Written exercise.
Print each line exactly as it is given.

(Records)
######

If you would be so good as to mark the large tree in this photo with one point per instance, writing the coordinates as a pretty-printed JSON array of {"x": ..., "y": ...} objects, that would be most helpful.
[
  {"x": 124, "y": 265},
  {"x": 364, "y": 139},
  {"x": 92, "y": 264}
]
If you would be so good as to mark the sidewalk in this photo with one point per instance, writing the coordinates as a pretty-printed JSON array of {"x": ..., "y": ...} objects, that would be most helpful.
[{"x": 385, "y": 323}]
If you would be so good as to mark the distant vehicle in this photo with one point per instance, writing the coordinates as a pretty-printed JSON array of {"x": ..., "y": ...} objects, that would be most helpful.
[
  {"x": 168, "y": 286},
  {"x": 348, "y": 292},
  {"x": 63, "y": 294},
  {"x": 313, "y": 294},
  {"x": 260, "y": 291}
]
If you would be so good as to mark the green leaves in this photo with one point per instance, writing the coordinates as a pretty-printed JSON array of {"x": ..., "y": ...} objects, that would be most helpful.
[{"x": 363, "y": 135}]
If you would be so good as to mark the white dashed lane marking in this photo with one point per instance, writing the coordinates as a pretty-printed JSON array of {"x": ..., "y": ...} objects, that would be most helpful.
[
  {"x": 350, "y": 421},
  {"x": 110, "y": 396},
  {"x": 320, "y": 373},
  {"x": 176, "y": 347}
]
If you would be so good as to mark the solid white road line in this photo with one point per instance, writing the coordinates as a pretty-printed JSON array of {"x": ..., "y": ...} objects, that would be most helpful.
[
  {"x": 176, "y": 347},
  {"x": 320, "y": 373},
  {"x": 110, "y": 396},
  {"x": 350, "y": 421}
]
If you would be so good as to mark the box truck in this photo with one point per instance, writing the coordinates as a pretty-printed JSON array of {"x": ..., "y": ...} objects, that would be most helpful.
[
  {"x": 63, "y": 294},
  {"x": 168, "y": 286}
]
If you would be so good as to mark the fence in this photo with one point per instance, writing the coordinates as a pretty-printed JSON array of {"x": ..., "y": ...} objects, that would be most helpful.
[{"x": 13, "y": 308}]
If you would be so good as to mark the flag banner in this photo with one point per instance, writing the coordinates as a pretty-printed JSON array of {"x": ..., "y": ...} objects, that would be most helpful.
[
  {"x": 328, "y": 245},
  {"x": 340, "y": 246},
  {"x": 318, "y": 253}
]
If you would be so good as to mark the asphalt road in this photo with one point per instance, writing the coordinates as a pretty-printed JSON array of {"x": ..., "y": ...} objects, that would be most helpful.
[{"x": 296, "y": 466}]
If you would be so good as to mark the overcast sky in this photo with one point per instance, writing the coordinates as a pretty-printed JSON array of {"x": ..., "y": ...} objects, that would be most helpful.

######

Response.
If you would be so good as to mark the large tree in this photo with one point per instance, writing the coordinates as a pretty-printed JSON array of {"x": ..., "y": ...} objects, that would be most helpful.
[
  {"x": 124, "y": 265},
  {"x": 364, "y": 139},
  {"x": 92, "y": 264}
]
If you would be so good as to mark the sidewalk in this photo with one point per instance, writing the coordinates as a pretty-printed JSON array of {"x": ..., "y": ...} objects, that would be most helpful.
[{"x": 385, "y": 323}]
If you would be so good as to mark the distant vehicle in this photo with one point per instance, writing the coordinates as a pretty-printed JSON array of {"x": ..., "y": ...} objects, that would be most helpful.
[
  {"x": 168, "y": 286},
  {"x": 348, "y": 292},
  {"x": 63, "y": 294},
  {"x": 313, "y": 294},
  {"x": 260, "y": 291}
]
If you would be so good as to mark the green leaves in this photo with one point per instance, writing the coordinates as a pretty-printed JSON array of {"x": ..., "y": ...} objects, that would be most helpful.
[{"x": 363, "y": 135}]
If you would be so good as to mark the white dashed lane marking in this photo with one point per instance, writing the coordinates as a pretty-printed JSON array of {"x": ..., "y": ...} objects, that would be most helpful.
[
  {"x": 350, "y": 421},
  {"x": 110, "y": 396},
  {"x": 320, "y": 373},
  {"x": 176, "y": 347}
]
If you would be so good as to mark the solid white road line in this photo with one point per instance, writing the coordinates as a pretty-printed JSON array of {"x": ..., "y": ...} objects, that would be most helpful.
[
  {"x": 176, "y": 347},
  {"x": 320, "y": 373},
  {"x": 110, "y": 396},
  {"x": 350, "y": 421}
]
If you would be so good as to mark the box truck in this photo with one point per instance, writing the coordinates as a pretty-printed JSON array of {"x": ..., "y": ...} objects, that would be most helpful.
[
  {"x": 63, "y": 294},
  {"x": 168, "y": 286}
]
If you would be so good as to mark the fence in this photo with one point per instance, writing the coordinates as a pretty-printed JSON array of {"x": ..., "y": ...} objects, that would be most helpful.
[{"x": 13, "y": 308}]
If you would be so good as to mark the flag banner in this photo with one point per instance, writing the coordinates as a pretty-printed JSON array of {"x": ..., "y": ...} objects, that would be most helpful.
[
  {"x": 328, "y": 245},
  {"x": 340, "y": 246},
  {"x": 318, "y": 253}
]
If you would be so good as to mark the asphalt road in this photo with one point per instance, writing the coordinates as a pretty-printed JSON array of {"x": ..., "y": ...} objects, that would be most helpful.
[{"x": 296, "y": 466}]
If you would be so good as to mark the overcast sky in this photo with one point per instance, writing the coordinates as a pretty-printed JSON array of {"x": ..., "y": ...} objects, that would be most helpful.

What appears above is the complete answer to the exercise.